TO DO -
List each line in the rows below that contains the string "woman", copying every matching line in full.

GIVEN DATA -
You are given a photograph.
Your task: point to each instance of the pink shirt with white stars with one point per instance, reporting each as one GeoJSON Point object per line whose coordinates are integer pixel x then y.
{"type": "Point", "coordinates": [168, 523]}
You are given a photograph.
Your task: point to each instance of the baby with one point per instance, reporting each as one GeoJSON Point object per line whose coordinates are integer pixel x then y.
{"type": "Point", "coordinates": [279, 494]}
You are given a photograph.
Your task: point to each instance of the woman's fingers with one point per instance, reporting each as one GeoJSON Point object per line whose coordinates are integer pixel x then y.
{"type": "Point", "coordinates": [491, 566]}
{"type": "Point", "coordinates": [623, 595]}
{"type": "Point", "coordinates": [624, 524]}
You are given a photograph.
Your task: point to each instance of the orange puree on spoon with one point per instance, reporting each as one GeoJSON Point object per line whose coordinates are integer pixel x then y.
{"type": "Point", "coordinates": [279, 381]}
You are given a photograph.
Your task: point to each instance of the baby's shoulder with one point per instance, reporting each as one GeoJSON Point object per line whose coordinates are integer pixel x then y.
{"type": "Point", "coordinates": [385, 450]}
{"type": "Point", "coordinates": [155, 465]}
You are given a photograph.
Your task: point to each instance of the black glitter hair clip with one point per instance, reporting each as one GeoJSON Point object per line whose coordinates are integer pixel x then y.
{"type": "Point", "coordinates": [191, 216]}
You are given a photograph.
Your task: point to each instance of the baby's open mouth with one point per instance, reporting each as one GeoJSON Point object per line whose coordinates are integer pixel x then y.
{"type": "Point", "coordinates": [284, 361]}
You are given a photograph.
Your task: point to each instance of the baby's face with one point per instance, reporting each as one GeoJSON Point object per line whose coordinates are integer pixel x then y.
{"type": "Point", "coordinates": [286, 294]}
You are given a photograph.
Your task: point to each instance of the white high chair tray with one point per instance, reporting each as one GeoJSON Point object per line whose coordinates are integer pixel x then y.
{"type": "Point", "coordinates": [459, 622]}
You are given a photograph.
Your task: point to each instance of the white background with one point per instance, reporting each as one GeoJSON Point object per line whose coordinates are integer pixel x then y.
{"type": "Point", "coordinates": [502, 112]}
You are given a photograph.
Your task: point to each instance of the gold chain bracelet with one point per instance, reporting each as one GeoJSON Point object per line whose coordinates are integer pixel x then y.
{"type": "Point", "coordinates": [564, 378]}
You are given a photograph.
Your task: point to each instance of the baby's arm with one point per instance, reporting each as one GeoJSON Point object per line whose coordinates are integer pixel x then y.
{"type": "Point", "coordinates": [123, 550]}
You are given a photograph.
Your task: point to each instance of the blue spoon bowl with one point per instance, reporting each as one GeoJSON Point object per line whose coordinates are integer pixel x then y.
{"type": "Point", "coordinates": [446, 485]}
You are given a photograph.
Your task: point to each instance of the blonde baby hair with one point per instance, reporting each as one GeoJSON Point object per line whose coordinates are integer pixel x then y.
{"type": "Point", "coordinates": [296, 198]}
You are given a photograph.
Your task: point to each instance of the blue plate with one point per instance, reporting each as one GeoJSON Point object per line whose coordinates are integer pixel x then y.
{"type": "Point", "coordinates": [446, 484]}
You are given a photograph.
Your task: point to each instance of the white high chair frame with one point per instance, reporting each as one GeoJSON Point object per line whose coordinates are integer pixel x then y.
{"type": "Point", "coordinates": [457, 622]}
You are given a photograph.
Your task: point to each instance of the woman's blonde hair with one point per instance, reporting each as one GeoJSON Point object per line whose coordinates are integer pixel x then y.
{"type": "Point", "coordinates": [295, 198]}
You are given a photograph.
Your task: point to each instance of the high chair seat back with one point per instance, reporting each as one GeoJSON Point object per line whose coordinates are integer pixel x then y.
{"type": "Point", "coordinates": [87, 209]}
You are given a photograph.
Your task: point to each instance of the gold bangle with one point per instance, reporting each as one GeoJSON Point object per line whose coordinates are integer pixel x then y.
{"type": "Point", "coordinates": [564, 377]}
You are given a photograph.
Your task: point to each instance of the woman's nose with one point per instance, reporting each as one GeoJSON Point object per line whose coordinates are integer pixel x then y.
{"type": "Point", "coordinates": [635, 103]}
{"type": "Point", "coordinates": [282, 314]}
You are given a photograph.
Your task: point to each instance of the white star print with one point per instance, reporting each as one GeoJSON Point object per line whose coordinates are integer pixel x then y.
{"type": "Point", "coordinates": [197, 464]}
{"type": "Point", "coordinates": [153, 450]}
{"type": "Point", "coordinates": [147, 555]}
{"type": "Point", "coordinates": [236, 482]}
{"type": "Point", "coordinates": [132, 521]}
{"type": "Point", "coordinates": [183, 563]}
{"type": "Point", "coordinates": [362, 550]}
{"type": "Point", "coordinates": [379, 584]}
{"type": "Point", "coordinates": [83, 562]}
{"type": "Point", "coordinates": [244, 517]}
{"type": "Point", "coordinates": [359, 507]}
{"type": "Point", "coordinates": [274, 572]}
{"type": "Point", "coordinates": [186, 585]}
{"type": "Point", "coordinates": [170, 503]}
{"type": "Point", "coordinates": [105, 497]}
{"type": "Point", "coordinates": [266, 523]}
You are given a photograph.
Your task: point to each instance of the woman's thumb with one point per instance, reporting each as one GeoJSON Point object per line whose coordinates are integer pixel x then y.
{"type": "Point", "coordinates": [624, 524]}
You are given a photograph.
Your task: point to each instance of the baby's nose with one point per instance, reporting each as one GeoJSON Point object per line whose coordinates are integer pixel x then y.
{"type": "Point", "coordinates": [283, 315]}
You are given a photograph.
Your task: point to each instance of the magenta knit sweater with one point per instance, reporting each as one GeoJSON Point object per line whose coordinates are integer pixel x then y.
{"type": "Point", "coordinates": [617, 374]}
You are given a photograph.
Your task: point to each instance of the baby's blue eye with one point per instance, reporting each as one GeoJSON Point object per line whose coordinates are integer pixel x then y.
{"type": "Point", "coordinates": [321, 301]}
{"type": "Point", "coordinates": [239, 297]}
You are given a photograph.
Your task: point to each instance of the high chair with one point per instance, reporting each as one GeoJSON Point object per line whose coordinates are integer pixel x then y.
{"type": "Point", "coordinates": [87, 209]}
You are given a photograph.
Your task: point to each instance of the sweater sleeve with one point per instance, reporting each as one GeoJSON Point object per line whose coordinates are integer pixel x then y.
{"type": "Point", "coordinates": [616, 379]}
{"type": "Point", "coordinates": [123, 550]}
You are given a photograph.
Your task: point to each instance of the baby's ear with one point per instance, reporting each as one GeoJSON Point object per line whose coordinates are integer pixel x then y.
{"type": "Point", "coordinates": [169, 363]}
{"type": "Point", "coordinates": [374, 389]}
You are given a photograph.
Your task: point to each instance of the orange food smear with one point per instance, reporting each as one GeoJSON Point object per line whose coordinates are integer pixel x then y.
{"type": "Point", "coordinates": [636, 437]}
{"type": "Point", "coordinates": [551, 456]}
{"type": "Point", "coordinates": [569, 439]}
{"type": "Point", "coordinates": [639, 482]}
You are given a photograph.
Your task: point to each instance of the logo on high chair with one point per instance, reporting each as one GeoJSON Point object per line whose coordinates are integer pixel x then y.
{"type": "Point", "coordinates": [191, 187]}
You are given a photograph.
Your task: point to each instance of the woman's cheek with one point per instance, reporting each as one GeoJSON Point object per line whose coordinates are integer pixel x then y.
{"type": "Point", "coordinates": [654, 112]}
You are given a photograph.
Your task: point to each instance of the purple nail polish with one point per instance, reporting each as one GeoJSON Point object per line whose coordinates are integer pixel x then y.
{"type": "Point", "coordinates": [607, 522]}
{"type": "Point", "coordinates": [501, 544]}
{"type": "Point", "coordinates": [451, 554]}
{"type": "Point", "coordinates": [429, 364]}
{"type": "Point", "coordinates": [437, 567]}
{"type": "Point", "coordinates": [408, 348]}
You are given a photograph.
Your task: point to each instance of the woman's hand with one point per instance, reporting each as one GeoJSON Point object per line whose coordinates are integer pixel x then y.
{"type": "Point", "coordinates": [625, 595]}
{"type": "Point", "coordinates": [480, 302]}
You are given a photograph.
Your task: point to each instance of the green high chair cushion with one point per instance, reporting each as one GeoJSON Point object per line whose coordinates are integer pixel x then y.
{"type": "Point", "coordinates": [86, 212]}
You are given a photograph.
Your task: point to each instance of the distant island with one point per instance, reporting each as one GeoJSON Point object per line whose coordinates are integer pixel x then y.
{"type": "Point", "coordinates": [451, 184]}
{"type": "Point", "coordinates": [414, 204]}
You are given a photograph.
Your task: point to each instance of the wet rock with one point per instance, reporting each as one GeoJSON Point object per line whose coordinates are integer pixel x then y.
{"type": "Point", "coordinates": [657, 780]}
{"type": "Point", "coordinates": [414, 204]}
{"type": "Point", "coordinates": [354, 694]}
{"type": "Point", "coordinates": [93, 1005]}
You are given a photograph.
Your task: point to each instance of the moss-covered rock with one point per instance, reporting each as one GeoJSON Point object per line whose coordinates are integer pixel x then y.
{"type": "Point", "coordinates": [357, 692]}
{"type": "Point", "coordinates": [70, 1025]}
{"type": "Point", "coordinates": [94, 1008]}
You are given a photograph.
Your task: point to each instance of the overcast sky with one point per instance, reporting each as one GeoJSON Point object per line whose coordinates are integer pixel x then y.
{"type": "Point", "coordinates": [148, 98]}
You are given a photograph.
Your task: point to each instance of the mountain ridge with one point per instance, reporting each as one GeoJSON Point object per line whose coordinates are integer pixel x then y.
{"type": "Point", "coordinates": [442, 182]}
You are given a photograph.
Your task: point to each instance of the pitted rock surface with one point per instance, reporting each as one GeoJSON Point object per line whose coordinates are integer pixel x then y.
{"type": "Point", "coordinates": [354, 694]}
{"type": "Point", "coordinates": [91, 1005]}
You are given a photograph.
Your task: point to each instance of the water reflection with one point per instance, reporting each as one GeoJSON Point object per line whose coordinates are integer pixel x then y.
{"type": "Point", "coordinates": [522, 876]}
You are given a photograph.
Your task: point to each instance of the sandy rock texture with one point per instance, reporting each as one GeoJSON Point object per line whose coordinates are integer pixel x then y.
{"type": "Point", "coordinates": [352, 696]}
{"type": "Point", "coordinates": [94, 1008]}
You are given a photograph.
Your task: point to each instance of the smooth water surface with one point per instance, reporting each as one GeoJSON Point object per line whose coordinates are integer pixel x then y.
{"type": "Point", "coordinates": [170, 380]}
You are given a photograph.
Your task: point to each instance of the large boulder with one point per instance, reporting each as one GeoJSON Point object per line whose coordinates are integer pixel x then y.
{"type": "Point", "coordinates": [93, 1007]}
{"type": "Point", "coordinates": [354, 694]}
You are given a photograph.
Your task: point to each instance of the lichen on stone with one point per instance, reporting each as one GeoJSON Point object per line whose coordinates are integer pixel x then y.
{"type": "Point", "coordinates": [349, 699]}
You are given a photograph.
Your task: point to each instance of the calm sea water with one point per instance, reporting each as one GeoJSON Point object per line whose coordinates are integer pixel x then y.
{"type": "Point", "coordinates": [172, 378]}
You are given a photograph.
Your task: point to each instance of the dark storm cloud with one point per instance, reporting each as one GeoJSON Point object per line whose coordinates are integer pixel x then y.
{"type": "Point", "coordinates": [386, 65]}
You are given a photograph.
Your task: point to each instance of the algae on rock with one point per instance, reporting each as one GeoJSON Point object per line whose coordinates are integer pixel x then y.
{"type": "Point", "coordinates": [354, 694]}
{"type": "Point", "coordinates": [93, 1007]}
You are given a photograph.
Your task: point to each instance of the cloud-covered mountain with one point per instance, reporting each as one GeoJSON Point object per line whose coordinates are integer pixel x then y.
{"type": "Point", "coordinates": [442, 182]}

RESPONSE -
Your task: point to each instance of the woman's fingers with one point per instance, reporting each as one GeoJSON Point object per line whose coordinates are integer pixel x then y.
Your task: point to each instance of the woman's blonde hair with one point per instance, reporting each as one GeoJSON Point object per line whose coordinates are integer pixel x then y.
Your task: point to each instance of the woman's nose with one point per instance, reporting each as one GeoJSON Point object per line whose coordinates are integer pixel x then y.
Your task: point to each instance of the woman's thumb with one point per instance, reporting each as one GeoJSON Point object per line whose coordinates are integer pixel x then y.
Your task: point to each instance of the woman's cheek with one point per instance, reporting each as one GeoJSON Point object per line whose coordinates are integer pixel x then y.
Your task: point to each instance of the woman's hand with one point per instance, reporting each as one GeoJSON Point object per line whose coordinates are integer pixel x then y.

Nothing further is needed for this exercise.